* Stated problem *
Rewrite the data below, putting "bough" wherever "branch" appears and leaving every other character unchanged.
[Dataset records start]
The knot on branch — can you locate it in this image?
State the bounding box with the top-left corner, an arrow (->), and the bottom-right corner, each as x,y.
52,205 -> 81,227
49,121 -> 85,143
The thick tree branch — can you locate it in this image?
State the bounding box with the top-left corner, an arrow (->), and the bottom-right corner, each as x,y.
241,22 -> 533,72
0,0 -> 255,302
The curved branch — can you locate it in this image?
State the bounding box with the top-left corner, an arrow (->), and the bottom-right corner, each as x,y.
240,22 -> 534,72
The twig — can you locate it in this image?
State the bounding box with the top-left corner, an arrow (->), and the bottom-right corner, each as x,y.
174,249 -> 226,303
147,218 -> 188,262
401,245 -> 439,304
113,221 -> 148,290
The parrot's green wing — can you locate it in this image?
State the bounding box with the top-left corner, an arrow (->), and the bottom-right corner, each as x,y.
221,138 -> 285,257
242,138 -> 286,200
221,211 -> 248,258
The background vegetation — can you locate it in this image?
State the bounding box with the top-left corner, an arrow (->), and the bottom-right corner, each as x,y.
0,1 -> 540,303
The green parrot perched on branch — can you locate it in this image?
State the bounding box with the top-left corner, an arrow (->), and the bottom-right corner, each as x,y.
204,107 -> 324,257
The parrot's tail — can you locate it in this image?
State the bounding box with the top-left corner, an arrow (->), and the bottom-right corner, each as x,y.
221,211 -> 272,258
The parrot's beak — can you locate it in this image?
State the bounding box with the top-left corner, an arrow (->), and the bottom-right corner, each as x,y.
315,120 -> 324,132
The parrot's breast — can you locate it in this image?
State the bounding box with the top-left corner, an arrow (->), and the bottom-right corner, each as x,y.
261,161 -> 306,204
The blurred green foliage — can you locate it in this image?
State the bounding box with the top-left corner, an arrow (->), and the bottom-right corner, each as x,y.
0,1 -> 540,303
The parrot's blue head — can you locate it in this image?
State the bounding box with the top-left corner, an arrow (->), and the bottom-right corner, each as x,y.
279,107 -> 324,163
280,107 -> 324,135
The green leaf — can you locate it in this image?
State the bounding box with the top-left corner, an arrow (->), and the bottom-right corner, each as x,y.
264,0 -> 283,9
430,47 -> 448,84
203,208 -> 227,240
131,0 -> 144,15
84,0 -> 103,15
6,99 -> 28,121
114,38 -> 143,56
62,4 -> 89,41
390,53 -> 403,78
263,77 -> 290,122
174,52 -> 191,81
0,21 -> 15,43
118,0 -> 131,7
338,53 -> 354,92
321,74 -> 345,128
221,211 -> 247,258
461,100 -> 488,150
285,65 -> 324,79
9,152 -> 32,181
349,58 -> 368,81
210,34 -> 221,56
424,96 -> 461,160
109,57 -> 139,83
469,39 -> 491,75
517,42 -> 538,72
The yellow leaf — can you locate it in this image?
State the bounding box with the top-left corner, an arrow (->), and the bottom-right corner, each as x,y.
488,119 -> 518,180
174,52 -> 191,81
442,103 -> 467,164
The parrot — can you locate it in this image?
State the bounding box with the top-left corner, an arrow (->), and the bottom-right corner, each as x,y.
[Dataset records end]
* Full response *
The knot on bough — can you locate it in this image?
State the bounding box with the top-left corner, an arrow (->), and the bottom-right corner, each as x,y.
52,205 -> 81,227
49,121 -> 85,143
The thick tree bough — can you locate it in this image?
State the bounding box with the top-left corner, an arrow (->), and the bottom-right corner, each as x,y.
241,22 -> 533,72
0,0 -> 255,302
The curved bough — can you locate it in this image?
State the bounding box with the top-left corner, an arrow (->), and the bottom-right corner, each as x,y.
240,22 -> 534,72
The twig — can you locate it in this image?
State the bounding box with the top-left corner, an arrow (->), and the bottom-right corner, each as x,y.
174,249 -> 226,303
147,218 -> 188,262
401,245 -> 439,304
113,221 -> 148,290
The parrot's green wing — can you locate it in this image?
State the bounding box with the top-left corner, an arrow (->), and the bottom-right corner, each as x,y.
221,138 -> 285,257
242,138 -> 286,200
221,211 -> 248,258
The background vegetation — can you locate it in this image?
State the bounding box with the top-left corner, an arrow (->), and the bottom-right corner, each as x,y.
0,1 -> 540,303
The green parrot perched on bough — can you locate it in this image?
State the bounding box with the top-left corner, an arrow (->), and the bottom-right corner, each as x,y.
204,107 -> 324,257
The parrot's tail — can you locate it in this image?
State the bounding box with the top-left corner, an arrow (->), and the bottom-right corner, each as x,y.
221,211 -> 272,258
The parrot's beak — can you locate it in this image?
State the bounding box with the top-left corner, an arrow (->), and the bottom-right corner, each as x,y.
315,120 -> 324,132
The parrot's breast — can you locate it in this image?
State the bounding box with the top-left corner, an arrow (->), and the bottom-right corner, each as x,y.
261,161 -> 306,204
The blurred green foliage — can you locate it in this image?
State the bounding box with the top-left corner, an arrow (->), and the bottom-right corner, each as x,y.
0,1 -> 540,303
The parrot's blue head — can you locate it in this image?
State the bounding box with the top-left corner, an arrow (->), and the bottom-right corner, each as x,y.
279,107 -> 324,163
280,107 -> 324,135
The green leaf — can you locate it in this image?
State the bounding box with the top-left corner, an arrow (->), and the bottom-right corner, each as x,y.
264,0 -> 283,9
430,47 -> 448,84
203,208 -> 227,240
131,0 -> 144,15
84,0 -> 103,15
6,99 -> 28,121
114,38 -> 143,56
62,4 -> 89,41
390,53 -> 403,78
263,77 -> 290,122
174,52 -> 191,81
0,21 -> 15,43
118,0 -> 131,7
338,53 -> 354,92
321,74 -> 345,128
221,211 -> 247,258
461,100 -> 488,150
285,65 -> 324,79
9,152 -> 32,181
349,58 -> 368,81
210,34 -> 221,56
424,96 -> 461,160
109,57 -> 139,83
469,39 -> 491,75
517,42 -> 538,72
The yellow leaf — can you locate it in this image?
State the bounding box with the top-left corner, an arrow (->), and the bottom-right corner, each as x,y.
488,119 -> 518,180
174,52 -> 191,81
442,103 -> 467,164
The parrot — can you locate it in this image?
State the bounding box with the top-left corner, an arrow (->), and the bottom-right corner, each as x,y.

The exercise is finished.